Document:
SQL Data Definition and Data Types
SQL uses the terms table, row, and column for the formal relational model terms relation, tuple, and attribute, respectively. We will use
the corresponding terms inter-changeably. The main SQL command for data
definition is the CREATE statement, which can be used to create schemas, tables (relations), and
domains (as well as other constructs such as views, assertions, and triggers).
Before we describe the rel-evant CREATE
statements, we discuss schema and catalog concepts in Section 4.1.1 to place
our discussion in perspective. Section 4.1.2 describes how tables are created,
and Section 4.1.3 describes the most important data types available for
attribute specification. Because the SQL specification is very large, we give a
description of the most important features. Further details can be found in the
various SQL stan-dards documents (see end-of-chapter bibliographic notes).

Record set:
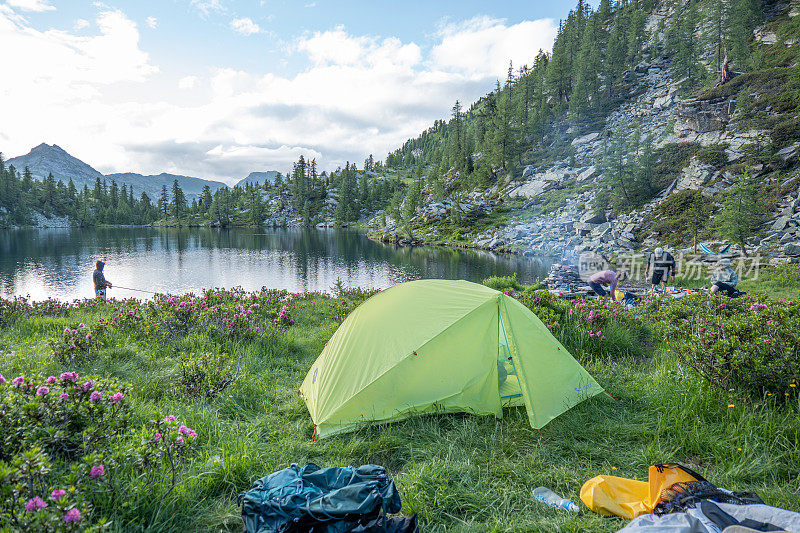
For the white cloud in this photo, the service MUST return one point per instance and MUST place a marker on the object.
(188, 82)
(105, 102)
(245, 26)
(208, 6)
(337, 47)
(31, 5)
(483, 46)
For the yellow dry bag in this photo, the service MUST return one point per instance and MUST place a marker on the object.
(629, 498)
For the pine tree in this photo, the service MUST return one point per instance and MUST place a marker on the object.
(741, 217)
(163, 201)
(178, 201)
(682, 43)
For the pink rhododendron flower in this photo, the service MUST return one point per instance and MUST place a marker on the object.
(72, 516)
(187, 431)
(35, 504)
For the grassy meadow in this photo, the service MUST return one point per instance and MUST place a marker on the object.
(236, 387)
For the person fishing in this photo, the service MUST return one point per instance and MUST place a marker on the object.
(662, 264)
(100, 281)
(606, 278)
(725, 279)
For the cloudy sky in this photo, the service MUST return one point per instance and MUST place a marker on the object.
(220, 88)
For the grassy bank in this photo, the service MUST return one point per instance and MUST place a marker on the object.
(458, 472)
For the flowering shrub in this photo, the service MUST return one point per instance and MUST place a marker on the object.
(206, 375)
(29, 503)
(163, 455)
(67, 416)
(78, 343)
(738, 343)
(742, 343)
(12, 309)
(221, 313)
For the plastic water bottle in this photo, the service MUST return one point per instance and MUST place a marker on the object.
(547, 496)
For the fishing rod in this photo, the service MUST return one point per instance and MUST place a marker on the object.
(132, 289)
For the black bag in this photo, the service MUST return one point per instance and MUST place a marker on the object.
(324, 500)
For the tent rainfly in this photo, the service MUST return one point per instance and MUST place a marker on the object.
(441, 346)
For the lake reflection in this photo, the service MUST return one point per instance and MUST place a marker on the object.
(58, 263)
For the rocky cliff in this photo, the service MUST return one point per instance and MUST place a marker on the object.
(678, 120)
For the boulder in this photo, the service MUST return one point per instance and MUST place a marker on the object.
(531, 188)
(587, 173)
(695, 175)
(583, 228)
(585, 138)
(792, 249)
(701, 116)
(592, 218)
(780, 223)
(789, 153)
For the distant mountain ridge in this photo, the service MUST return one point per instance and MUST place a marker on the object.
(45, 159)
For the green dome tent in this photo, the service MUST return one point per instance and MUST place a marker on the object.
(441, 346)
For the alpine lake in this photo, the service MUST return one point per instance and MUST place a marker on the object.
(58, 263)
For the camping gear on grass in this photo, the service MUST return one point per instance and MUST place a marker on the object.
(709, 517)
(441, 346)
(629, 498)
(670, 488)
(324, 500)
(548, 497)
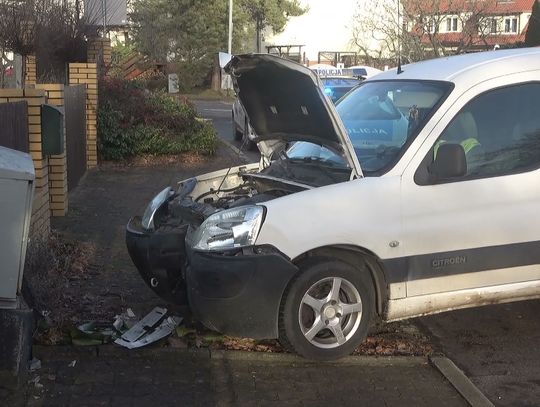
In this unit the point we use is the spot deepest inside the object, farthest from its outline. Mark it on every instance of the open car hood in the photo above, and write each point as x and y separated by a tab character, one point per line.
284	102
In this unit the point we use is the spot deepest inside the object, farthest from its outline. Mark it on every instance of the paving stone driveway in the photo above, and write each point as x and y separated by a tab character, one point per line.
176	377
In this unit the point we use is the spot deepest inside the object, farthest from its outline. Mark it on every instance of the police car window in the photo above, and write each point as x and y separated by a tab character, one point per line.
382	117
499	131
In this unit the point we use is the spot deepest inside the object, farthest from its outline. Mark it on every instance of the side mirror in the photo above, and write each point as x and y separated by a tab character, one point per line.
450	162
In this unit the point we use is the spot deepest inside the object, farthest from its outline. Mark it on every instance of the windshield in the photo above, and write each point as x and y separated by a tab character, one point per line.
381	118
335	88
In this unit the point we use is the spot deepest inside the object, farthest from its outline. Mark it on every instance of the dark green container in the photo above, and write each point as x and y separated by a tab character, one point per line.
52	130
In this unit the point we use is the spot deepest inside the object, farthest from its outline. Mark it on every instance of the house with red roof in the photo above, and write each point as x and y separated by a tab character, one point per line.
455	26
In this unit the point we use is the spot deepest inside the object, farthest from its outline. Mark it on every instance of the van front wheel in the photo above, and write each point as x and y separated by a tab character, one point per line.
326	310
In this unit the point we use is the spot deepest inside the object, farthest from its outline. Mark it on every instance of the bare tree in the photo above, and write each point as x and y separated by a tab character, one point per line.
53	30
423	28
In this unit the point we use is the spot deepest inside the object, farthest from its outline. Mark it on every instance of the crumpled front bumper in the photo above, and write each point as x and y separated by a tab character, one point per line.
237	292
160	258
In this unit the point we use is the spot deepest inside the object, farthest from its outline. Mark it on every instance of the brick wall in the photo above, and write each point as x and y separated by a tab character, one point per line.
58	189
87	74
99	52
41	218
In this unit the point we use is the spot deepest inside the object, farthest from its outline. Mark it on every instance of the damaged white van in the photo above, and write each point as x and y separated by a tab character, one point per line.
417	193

---

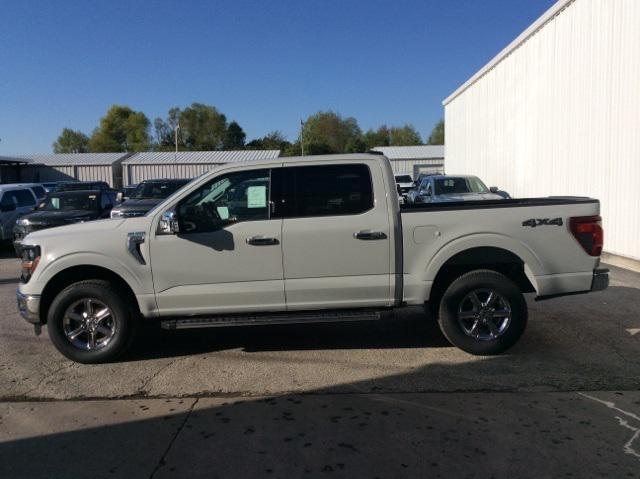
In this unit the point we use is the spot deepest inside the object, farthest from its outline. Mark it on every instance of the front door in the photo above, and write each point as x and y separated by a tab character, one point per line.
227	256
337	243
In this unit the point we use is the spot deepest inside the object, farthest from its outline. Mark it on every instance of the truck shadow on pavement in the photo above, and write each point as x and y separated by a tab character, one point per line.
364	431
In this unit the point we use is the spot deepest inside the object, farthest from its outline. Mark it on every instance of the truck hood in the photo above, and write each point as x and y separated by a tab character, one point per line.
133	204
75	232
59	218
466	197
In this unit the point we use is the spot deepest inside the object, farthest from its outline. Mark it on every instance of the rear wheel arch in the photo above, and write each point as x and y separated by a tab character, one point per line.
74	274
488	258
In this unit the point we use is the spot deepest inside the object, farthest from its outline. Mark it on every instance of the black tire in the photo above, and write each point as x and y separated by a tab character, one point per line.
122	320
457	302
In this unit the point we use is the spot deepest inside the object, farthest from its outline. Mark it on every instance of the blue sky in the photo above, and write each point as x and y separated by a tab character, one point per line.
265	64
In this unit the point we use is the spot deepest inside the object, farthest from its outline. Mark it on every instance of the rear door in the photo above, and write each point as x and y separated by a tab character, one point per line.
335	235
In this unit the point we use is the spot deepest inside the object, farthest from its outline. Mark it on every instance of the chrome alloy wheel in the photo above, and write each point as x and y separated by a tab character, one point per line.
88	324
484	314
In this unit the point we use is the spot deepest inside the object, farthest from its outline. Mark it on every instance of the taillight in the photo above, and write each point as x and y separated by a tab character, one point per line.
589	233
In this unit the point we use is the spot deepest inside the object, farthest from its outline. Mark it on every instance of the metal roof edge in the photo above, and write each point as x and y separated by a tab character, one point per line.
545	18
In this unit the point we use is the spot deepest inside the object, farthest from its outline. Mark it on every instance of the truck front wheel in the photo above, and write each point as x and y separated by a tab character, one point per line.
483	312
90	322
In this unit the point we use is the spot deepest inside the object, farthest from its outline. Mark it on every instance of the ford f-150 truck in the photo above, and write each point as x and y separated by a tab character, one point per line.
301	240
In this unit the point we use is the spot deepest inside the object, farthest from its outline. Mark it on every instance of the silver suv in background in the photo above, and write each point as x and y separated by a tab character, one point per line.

Exercise requirements: Render this sentence from the SQL data definition passage in Spanish: "Because the SQL specification is very large, we give a description of the most important features." Rely only on the SQL data definition passage.

Written response: Debido a que la especificación de SQL es muy extensa, damos una descripción de las características más importantes.